→ **QUOTED TEXT**:

Friday, April 17, 2009

Twitter is a megaphone

by alec on April 17, 2009

Social media gives marketers a lot of tools to add to the kit bag.  So how do you know what the right tool is, and can they be used in an integrated fashion?

Easy!

  • Podcasts are great for creating intimacy, and delivering longer high value messages.  That’s because they’re often consumed during commute time, and because podcast consumers tend to be older and upper income.
  • Blogs are the right tool for engaging an audience, especially with a thought leadership campaign, which might demand repeated and ongoing conversation with your market. 
  • Microblogging tools, like Twitter, are a megaphone for reaching your audience.

Here’s a concrete example of what I mean:

On April 14th, I wrote a piece called The Cloud in Your Hand.  It doesn’t matter what it was about.  What matters is what happened next.

Whatever is written on this blog is propagated to my RSS feed, which is consumed by TweetFeed (highly recommended service!), whereupon URLs are shortened and tracked via bit.ly (also highly recommended), and then propagated via ping.fm to a variety of social media, including Twitter.  It’s highly automated, and I like it that way.

→ **EXCERPTED DATA**:
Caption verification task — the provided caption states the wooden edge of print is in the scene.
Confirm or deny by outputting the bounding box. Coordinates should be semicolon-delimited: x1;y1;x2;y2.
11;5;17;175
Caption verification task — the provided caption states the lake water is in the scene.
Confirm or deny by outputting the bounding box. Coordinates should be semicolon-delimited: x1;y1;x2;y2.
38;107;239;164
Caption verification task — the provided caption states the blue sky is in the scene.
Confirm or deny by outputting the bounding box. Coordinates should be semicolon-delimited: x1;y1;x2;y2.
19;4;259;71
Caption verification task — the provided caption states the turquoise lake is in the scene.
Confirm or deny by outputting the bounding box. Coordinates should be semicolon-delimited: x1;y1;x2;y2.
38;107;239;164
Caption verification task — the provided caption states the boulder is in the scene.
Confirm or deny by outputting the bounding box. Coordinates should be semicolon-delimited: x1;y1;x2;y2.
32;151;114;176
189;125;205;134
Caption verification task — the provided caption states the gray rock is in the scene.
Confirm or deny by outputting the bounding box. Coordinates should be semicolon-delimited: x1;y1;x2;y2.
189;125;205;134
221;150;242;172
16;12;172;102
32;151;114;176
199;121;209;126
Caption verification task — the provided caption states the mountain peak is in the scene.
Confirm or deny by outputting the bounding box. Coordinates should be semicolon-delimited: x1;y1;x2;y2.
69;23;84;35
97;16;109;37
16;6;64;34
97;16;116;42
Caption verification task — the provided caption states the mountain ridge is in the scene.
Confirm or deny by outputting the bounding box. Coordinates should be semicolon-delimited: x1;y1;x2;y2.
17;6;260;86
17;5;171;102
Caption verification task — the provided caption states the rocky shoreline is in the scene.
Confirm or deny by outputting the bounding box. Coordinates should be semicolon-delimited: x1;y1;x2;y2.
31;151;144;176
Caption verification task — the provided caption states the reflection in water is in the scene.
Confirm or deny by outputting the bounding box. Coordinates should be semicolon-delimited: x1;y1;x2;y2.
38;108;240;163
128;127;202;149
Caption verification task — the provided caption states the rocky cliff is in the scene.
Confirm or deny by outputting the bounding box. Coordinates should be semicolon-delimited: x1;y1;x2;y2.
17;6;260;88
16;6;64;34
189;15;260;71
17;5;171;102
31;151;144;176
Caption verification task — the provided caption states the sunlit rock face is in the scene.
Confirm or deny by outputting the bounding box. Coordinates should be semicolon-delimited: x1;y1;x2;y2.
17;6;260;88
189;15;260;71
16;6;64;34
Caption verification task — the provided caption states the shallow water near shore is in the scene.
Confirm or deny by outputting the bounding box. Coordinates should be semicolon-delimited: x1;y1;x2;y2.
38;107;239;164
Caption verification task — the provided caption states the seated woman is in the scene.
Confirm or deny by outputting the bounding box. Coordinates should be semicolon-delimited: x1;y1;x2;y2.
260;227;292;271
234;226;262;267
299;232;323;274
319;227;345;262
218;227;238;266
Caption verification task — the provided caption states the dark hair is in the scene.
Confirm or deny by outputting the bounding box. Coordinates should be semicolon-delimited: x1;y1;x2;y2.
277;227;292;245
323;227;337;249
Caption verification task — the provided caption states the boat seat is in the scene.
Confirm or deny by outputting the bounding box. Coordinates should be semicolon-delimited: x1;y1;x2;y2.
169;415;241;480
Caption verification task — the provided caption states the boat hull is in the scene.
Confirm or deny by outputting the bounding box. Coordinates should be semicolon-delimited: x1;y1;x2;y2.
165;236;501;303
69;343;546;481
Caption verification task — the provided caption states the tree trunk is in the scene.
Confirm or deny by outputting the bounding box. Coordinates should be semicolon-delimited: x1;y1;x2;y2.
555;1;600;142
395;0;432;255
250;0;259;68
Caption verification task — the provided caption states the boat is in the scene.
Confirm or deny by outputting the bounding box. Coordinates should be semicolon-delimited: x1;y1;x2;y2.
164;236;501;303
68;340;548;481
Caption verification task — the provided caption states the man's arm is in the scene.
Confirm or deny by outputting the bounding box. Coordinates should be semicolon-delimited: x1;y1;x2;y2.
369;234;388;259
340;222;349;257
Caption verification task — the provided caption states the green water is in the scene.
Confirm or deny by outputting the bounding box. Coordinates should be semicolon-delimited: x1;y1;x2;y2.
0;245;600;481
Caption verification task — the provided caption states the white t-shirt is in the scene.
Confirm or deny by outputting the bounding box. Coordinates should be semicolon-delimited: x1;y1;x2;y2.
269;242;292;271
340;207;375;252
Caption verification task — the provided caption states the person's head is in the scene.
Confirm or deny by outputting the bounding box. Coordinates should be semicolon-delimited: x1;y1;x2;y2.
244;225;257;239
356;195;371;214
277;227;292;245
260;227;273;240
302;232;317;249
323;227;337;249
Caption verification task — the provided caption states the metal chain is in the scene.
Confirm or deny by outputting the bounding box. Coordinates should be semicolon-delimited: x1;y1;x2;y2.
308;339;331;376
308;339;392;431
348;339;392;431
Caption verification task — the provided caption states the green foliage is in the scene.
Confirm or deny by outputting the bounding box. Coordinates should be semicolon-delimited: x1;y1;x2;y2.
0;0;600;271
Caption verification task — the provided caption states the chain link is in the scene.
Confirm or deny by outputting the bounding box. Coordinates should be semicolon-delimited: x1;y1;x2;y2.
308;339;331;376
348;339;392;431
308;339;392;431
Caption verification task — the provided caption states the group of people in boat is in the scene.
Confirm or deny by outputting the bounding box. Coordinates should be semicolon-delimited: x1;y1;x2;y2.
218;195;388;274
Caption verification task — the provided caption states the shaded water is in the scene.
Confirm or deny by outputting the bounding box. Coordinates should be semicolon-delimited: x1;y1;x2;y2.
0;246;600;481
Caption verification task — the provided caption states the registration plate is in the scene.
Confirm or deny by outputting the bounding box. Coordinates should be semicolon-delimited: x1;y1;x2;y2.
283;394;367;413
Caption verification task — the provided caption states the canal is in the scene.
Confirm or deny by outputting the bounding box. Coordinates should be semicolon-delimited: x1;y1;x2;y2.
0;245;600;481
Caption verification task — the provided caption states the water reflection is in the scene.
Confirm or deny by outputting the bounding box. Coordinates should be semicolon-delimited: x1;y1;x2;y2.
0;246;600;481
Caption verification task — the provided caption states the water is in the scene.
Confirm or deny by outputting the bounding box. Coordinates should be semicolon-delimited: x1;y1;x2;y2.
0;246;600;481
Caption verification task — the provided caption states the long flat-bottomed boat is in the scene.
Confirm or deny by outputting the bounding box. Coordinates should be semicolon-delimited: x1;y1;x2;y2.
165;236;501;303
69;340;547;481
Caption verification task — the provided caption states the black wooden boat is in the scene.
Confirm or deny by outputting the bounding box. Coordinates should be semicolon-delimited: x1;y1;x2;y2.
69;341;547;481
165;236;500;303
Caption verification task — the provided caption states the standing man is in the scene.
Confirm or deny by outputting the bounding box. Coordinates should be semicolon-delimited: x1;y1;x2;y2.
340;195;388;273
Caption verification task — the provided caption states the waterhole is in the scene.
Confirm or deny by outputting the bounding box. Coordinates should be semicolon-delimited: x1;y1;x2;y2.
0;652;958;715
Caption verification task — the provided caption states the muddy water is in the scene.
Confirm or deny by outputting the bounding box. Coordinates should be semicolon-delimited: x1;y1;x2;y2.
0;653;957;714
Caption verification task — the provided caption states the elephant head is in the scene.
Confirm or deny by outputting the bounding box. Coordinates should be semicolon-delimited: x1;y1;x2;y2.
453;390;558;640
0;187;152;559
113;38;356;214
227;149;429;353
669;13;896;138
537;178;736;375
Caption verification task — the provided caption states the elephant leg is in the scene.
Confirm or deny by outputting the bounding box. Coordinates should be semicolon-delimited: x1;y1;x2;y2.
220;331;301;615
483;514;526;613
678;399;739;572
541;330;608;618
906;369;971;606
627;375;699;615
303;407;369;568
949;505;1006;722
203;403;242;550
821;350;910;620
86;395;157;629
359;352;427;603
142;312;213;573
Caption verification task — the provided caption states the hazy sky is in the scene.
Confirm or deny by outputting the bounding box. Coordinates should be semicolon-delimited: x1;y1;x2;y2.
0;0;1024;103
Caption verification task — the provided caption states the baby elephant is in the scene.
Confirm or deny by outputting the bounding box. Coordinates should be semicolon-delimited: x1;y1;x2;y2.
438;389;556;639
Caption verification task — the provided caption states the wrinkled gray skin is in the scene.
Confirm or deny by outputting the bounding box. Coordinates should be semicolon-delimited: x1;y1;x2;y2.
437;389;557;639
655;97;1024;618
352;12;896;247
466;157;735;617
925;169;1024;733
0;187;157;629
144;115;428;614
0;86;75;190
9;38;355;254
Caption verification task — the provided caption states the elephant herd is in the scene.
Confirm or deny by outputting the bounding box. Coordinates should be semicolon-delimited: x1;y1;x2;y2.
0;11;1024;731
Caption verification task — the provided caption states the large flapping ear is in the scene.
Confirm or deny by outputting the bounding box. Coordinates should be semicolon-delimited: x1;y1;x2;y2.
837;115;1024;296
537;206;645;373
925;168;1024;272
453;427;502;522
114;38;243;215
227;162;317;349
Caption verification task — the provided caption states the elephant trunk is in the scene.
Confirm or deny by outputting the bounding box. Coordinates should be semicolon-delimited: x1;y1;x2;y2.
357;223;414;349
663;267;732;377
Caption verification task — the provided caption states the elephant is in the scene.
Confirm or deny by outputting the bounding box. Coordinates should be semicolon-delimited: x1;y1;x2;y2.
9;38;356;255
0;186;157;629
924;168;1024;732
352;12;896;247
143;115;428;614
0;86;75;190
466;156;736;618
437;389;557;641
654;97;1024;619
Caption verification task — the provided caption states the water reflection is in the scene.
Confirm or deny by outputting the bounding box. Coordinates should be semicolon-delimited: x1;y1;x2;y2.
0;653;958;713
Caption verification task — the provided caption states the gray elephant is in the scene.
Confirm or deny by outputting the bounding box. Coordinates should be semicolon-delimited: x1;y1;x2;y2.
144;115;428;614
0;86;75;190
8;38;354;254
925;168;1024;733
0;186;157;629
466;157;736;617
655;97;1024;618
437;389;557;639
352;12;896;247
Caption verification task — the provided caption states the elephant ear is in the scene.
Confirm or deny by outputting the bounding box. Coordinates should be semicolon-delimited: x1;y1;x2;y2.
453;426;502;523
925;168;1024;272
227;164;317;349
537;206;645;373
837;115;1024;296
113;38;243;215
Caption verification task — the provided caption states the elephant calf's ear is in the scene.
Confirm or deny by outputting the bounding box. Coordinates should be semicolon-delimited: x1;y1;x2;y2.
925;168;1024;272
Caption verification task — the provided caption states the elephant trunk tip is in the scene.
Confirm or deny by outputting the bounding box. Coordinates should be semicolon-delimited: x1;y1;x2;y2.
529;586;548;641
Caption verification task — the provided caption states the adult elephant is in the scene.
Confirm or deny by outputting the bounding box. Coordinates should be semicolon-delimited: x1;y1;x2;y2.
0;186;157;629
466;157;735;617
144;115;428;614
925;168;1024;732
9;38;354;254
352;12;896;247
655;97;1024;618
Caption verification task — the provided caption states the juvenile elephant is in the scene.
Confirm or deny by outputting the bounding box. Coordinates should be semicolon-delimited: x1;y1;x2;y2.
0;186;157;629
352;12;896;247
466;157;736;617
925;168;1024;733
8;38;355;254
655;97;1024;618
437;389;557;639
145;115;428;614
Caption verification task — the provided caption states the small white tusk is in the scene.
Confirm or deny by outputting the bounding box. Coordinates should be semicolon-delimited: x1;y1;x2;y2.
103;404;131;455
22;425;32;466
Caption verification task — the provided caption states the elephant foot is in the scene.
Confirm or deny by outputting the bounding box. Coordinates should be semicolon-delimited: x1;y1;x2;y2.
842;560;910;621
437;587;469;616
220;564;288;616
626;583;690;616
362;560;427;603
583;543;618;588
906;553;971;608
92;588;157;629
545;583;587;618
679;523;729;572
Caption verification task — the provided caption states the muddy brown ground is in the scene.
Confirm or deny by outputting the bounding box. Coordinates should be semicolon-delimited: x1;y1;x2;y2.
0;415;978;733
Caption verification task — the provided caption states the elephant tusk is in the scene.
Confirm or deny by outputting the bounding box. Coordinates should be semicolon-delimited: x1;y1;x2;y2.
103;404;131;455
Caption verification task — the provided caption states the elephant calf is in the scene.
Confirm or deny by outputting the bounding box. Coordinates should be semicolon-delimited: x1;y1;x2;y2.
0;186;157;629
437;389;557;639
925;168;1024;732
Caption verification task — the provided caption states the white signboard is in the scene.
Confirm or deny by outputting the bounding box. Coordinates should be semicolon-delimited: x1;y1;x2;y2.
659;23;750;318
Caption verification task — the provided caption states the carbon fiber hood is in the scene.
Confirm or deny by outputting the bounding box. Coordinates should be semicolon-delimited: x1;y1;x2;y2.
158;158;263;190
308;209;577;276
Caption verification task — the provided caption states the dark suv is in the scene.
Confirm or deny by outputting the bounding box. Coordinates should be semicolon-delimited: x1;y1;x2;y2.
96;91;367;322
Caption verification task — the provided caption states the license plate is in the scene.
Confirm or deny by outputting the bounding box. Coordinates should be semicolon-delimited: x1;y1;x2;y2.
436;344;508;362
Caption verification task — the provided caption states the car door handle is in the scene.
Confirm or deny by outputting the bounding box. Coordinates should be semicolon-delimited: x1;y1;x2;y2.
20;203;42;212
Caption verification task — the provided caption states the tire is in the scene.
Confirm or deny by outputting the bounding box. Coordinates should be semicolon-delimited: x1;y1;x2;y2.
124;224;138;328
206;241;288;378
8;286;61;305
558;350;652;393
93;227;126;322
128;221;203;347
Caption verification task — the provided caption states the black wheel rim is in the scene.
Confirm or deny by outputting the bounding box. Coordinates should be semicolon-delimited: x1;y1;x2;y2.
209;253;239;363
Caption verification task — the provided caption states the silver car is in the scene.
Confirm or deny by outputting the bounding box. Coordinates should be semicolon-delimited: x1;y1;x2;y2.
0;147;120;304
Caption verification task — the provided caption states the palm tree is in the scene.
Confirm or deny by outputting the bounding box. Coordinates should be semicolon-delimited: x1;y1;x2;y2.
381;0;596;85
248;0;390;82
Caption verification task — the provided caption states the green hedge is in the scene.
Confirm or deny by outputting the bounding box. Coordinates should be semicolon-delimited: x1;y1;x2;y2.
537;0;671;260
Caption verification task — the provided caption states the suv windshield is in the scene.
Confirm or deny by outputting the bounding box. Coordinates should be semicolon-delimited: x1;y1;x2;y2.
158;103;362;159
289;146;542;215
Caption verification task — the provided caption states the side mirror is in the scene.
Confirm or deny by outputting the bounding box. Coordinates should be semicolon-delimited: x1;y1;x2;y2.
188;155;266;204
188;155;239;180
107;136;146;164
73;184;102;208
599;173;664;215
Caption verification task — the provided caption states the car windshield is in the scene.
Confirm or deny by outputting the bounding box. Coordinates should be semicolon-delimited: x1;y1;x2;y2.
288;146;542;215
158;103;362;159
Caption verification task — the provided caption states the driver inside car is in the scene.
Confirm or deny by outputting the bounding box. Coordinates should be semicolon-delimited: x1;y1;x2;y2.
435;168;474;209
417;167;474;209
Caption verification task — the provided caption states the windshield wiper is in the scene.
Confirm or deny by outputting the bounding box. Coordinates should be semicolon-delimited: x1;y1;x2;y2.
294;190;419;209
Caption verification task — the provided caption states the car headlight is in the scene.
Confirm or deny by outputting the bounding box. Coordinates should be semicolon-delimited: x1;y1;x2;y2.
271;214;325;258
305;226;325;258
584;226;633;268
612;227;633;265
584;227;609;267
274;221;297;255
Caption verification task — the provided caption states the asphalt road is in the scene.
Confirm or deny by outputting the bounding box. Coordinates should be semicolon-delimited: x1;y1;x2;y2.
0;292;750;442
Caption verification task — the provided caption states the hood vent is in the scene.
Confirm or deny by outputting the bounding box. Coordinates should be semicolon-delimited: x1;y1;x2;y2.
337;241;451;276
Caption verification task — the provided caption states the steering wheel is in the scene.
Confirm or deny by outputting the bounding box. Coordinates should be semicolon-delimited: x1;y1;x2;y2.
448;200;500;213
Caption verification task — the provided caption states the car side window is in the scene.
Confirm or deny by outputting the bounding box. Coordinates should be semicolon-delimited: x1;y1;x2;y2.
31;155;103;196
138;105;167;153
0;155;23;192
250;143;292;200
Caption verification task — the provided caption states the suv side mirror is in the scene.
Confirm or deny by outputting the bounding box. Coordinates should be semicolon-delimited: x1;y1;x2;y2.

→ **LIST OF TASKS**:
[A] For each statement, say yes or no according to the blog post on Twitter as a megaphone, and quote the words from the post that decide it: (i) The post says podcast consumers tend to be younger. (ii) The post says bit.ly shortens and tracks URLs. (iii) The author describes the process of sending posts out to social media as done by hand.
[B] Write the next part of the blog post on Twitter as a megaphone, picking up after its final sentence.

→ **PER-TASK OUTPUTS**:
[A]
(i) No: "podcast consumers tend to be older and upper income."
(ii) Yes: "URLs are shortened and tracked via bit.ly"
(iii) No: "It’s highly automated, and I like it that way."

[B]
The Cloud in Your Hand was published to this blog, and has been read 1216 times since then in the following ways:

  • 810 readers originated from Twitter.
  • 398 readers viewed it in the RSS Feed and clicked back to the site.
  • 117 readers read it from within a web based RSS feeder.
  • 8 readers found it via a search or some other mechanism.

Your RSS is a respectable and powerful way to reach your hardest core followers.  There’s no doubt of that.  But Twitter is the amplifier that lets your RSS feed really attract a readership.  It’s the megaphone that you can use to engage your audience.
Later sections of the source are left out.